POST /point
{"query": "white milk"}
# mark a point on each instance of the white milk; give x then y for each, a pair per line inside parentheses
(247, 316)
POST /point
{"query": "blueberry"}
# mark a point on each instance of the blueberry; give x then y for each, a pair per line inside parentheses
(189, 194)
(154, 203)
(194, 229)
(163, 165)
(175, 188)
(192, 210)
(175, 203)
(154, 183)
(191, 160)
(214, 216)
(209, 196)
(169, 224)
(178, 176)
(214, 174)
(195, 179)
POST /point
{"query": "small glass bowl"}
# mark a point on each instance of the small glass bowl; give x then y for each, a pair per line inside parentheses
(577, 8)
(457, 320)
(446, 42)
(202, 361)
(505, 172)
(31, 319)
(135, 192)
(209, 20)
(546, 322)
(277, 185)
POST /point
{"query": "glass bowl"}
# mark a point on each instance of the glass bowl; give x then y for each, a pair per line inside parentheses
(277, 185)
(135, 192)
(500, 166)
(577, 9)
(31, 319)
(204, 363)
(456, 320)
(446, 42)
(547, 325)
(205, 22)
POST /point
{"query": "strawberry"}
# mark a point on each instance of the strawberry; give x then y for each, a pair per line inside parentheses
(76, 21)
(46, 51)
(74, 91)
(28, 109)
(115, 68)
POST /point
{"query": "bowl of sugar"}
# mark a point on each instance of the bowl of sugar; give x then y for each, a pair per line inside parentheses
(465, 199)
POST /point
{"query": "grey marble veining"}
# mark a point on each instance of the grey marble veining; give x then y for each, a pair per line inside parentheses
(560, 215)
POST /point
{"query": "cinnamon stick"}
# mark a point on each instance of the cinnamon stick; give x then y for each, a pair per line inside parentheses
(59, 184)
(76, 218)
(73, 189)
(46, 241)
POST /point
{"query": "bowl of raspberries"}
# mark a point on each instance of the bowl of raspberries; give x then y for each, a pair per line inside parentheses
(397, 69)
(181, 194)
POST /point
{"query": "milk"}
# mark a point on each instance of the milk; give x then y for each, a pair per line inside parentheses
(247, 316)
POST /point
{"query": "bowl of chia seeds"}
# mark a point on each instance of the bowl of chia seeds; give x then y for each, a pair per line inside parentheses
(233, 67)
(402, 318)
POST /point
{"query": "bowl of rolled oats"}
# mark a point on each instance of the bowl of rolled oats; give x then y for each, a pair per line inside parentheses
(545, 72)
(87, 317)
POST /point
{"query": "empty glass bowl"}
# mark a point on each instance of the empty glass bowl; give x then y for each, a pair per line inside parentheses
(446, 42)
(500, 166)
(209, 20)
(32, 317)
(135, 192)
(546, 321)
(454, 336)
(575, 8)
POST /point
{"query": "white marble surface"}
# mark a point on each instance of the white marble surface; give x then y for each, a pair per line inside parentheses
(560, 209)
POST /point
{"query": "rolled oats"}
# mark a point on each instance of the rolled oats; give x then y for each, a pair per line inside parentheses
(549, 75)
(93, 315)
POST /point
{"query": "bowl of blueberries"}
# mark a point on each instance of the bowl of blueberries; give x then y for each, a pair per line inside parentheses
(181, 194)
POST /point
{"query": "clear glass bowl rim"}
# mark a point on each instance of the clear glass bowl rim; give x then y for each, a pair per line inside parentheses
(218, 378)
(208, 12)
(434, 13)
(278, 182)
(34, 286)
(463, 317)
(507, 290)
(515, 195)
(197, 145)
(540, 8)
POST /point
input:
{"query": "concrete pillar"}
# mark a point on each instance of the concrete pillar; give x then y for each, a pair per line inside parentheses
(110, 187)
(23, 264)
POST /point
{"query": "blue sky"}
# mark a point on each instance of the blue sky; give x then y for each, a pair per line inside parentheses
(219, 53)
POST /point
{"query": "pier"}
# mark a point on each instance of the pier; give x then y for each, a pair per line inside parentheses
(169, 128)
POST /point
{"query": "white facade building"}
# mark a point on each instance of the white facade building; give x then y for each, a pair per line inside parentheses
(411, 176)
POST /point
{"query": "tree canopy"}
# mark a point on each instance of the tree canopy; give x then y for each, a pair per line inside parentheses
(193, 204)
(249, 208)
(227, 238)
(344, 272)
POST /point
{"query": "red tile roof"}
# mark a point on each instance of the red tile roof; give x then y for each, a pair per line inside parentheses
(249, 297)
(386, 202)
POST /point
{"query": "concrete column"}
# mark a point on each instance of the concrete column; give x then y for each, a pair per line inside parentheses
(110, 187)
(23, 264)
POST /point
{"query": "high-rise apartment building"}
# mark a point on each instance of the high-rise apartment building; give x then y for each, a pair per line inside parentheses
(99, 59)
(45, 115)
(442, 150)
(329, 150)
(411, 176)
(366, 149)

+++++

Gather every line of the items above that contains the string "seeds", treating uppercase and lowercase as distinct.

OUTPUT OF THE TASK =
{"query": "bowl of chia seeds"}
# mark a point on each instance of the bowl of chia seeds; give x then y for each, a pair per line inside parentheses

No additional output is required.